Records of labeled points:
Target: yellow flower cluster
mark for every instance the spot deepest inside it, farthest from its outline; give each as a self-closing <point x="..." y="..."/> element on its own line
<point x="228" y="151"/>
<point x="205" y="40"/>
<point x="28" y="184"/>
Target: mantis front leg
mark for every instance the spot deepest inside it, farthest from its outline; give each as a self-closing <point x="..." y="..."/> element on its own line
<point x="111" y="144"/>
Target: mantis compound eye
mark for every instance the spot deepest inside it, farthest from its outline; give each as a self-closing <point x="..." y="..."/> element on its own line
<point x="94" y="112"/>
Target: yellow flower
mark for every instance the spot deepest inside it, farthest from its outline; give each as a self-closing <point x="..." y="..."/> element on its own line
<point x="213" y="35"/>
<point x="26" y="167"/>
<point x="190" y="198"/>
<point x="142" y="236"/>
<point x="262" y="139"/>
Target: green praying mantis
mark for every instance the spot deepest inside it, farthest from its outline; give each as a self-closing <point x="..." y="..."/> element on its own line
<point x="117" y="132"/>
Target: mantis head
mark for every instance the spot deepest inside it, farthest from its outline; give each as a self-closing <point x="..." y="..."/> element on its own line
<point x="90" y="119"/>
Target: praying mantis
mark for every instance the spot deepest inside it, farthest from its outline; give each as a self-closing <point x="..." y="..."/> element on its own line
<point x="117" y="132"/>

TO BE DONE: Swap "Target" for "Object" everywhere in the lines above, and give all the lines back with nothing else altered.

IN RESPONSE:
Object: yellow flower cluster
mark for every instance the spot deepest inside it, farthest from its outline; give each as a self-closing <point x="..." y="..."/> element on its own line
<point x="228" y="151"/>
<point x="205" y="40"/>
<point x="28" y="184"/>
Object: mantis front leg
mark for every instance the spot deepest inside it, farthest from its outline; give each as a self-closing <point x="..." y="..."/> element on its own line
<point x="111" y="144"/>
Object: mantis compound eye
mark for every instance the spot deepest inside it, farthest from its outline; give each as a self-closing <point x="..." y="..."/> element on its own line
<point x="94" y="112"/>
Object: yellow flower
mark for every instance the spot deepest inside it, farthest from its outline; give each as a self-closing <point x="..." y="..."/> element on its own line
<point x="213" y="35"/>
<point x="26" y="167"/>
<point x="190" y="198"/>
<point x="142" y="236"/>
<point x="262" y="139"/>
Object: green praying mantis
mark for every instance the spot deepest inside it, farthest from its outline; give each as a self-closing <point x="..." y="..."/> element on its own line
<point x="117" y="132"/>
Object: mantis head
mark for every instance the spot deepest inside it, farthest from its outline; give each as a self-closing <point x="..." y="..."/> element on its own line
<point x="90" y="119"/>
Object: praying mantis
mark for every instance the spot deepest inside it, farthest from its outline; give each as a self-closing <point x="..." y="..."/> element on its own line
<point x="117" y="132"/>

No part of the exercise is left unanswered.